• PROBLEM TO SOLVE: From the line containing "the sky using the picture above." down to the last line of the material below, copy each line exactly and leave out the rest.

• EXERCISE DATA:
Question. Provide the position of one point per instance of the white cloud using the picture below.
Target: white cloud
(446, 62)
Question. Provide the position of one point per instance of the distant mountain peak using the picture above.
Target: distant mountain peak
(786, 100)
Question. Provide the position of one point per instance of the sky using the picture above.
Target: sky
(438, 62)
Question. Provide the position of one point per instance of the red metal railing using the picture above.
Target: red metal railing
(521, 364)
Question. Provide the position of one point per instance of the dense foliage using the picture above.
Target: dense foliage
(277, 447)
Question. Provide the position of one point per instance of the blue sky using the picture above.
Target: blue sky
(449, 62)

• RESULT OF THIS TASK:
Question. Provide the position of one point per instance of the sky using the picture above.
Target: sky
(438, 62)
Question. Provide the position of one point per instance of the red metal railing using the picture above.
Target: red metal railing
(521, 364)
Question. Provide the position of one point per instance of the dense foliage using the picture above.
Target: dense foliage
(277, 447)
Question. Provide the position of one point per instance of the blue sky using the picture above.
Target: blue sky
(449, 62)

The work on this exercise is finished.